| Exercise goal |
Please set down, unchanged, the line containing "point | a marker on each instance of the frost-covered berry" and all the lines that follow it until the data below ends.

=== Given entries ===

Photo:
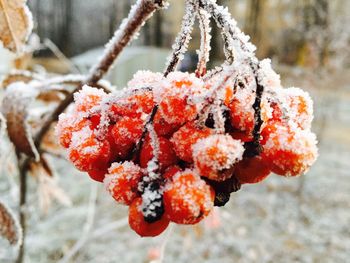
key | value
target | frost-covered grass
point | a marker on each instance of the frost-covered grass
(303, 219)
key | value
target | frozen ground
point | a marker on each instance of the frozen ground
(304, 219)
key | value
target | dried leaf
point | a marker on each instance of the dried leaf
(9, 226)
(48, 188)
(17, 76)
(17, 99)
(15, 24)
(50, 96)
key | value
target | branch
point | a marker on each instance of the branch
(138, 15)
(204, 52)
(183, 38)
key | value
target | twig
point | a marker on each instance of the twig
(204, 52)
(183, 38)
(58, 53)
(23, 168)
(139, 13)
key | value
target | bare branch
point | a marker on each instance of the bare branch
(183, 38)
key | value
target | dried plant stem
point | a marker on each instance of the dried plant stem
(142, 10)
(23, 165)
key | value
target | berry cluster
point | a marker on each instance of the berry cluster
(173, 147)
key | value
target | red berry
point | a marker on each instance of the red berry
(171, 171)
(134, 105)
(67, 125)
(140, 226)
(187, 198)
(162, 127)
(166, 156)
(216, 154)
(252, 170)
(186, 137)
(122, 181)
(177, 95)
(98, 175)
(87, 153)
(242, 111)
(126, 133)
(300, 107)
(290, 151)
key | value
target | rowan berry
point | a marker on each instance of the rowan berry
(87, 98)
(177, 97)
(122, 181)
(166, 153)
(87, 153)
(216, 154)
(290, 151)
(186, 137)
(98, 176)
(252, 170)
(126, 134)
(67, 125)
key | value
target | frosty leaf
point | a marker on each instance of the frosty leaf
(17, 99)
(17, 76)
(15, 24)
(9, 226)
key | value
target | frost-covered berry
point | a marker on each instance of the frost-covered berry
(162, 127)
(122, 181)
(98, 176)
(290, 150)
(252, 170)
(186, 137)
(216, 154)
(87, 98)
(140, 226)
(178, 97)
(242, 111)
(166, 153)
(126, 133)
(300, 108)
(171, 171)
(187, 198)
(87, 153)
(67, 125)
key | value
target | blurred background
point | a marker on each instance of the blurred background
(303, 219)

===

| Answer section |
point | a marker on each instance of the frost-covered berry
(162, 127)
(122, 181)
(98, 176)
(290, 150)
(252, 170)
(186, 137)
(216, 154)
(87, 98)
(140, 226)
(178, 97)
(242, 111)
(166, 153)
(126, 133)
(300, 108)
(171, 171)
(187, 198)
(87, 153)
(67, 125)
key | value
target | blurred background
point | a marker on each instance of the blurred background
(303, 219)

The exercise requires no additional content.